__Deine Aufgabe__:
Ändere die Zeilen ab der, in der „If you could pick out the black“ steht, bis ganz nach unten: Ersetze dort „pick out“ durch „mark“ und lass alles andere gleich. Gib nur diese Zeilen zurück, ohne die Bilder.
===== Gespeicherte Zeilen =====
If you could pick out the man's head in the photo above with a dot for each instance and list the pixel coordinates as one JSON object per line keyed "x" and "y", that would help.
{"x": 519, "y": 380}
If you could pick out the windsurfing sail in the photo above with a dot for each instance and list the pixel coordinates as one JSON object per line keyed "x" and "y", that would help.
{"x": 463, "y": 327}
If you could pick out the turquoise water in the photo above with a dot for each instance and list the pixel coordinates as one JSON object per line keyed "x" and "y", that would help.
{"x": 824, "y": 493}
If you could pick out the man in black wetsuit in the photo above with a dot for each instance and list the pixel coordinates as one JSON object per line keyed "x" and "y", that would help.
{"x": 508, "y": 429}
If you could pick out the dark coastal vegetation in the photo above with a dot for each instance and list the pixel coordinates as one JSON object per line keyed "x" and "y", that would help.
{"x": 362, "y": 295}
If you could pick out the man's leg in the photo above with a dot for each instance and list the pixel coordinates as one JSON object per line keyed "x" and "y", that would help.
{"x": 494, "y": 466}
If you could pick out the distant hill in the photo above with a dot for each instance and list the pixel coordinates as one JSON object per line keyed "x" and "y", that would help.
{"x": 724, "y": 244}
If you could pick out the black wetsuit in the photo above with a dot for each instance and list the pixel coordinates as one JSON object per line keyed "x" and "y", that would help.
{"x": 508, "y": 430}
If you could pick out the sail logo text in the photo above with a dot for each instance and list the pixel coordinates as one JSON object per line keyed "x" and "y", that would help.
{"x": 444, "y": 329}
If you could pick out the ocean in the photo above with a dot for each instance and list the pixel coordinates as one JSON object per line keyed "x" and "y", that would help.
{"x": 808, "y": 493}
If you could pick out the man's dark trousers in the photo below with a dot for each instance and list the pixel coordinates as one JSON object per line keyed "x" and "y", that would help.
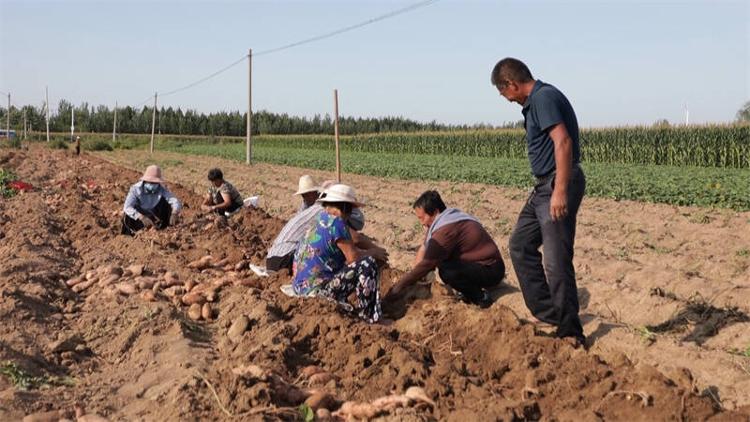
=====
__Die Lösung__:
If you could mark the black wetsuit in the photo above with a dot for each instance and list the pixel coordinates as one JSON object per line keyed "x" and "y", that would help.
{"x": 508, "y": 430}
If you could mark the sail logo text in the photo above with a dot for each instance and list the pixel coordinates as one JSON object per line keyed "x" and "y", that would help.
{"x": 444, "y": 329}
If you could mark the ocean in the photo above with a dot for each instance and list the pixel coordinates as one JSON object per line keyed "x" and "y", that would help.
{"x": 808, "y": 493}
If you could mark the man's dark trousers in the photo below with a dot for each instance and list the pixel coordinates as one JSON object per line keyed "x" and "y", that would help.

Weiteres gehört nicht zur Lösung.